* **Given problem**:
Starting at the line that holds "of the white", copy every line exactly through the end of the data, and no others.
* Start Provided entries *
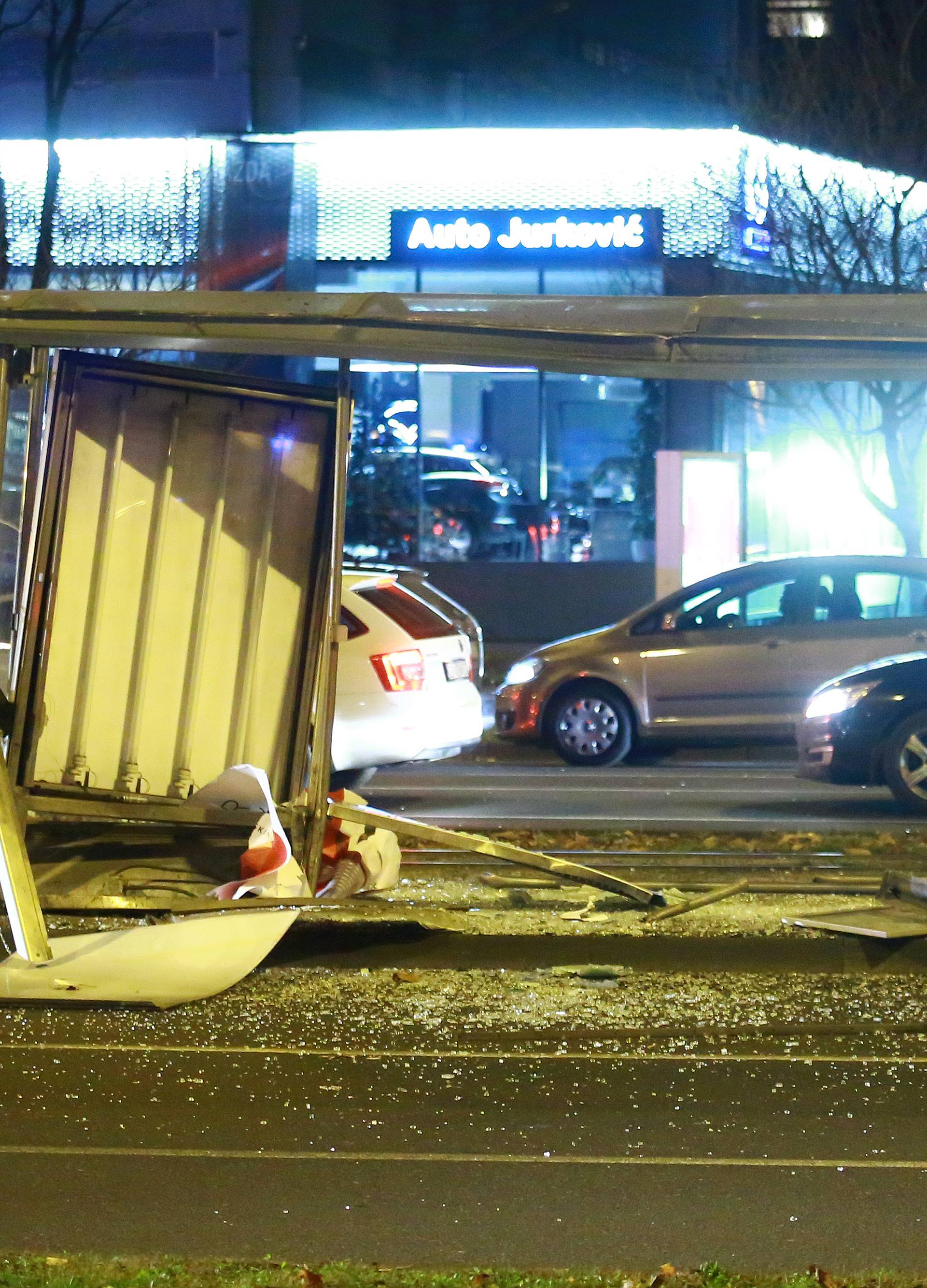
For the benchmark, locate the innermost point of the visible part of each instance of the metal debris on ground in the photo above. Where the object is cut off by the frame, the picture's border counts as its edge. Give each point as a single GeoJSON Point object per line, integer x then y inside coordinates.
{"type": "Point", "coordinates": [701, 901]}
{"type": "Point", "coordinates": [903, 916]}
{"type": "Point", "coordinates": [564, 868]}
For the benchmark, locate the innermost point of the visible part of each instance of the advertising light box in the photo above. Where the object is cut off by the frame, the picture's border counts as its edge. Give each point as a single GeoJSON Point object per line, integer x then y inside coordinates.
{"type": "Point", "coordinates": [537, 238]}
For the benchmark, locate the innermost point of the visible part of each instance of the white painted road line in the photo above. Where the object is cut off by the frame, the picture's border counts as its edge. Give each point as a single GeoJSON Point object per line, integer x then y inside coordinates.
{"type": "Point", "coordinates": [312, 1156]}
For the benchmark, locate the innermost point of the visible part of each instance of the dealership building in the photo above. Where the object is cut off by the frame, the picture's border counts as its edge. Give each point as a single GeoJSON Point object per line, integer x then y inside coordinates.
{"type": "Point", "coordinates": [492, 211]}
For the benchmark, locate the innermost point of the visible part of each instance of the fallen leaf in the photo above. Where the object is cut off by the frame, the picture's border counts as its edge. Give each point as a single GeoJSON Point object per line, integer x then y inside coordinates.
{"type": "Point", "coordinates": [825, 1278]}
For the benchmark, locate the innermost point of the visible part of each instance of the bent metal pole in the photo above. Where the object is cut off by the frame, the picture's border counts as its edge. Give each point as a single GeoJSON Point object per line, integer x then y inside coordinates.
* End Provided entries *
* **Answer to the task**:
For the benchmark, locate the innermost point of the visible part of each instance of the white painted road line in the photo above. Where the object is cut off by the frame, the picture's border counts as its edge. Give each point as a single GeoJSON Point object per line, integer x then y inside coordinates.
{"type": "Point", "coordinates": [312, 1156]}
For the benchmark, locate the innermost point of the visible part of each instance of the dealership building in the photo above. Where the object is cut off by the frame, the picture's border counts as its edge. Give each point as a single GeoJSON Point object per line, integer x then y inside coordinates.
{"type": "Point", "coordinates": [492, 211]}
For the benchmark, locate the innermost point of the visible part of each instance of the fallen leaf in the photo above. Where the object is cut off by the frame, the picture's border counts as its edge. Give each point as a single GeoJSON Point object per line, integer x then y inside coordinates.
{"type": "Point", "coordinates": [825, 1278]}
For the benchmark, locate the innermost point of the visible part of each instance of the bent metal pole in the photo above. Where the object is cut off by the frame, the picture's border counts as its edge. Give each point as a single GeoJSON Point object per line, integer x then y inside coordinates.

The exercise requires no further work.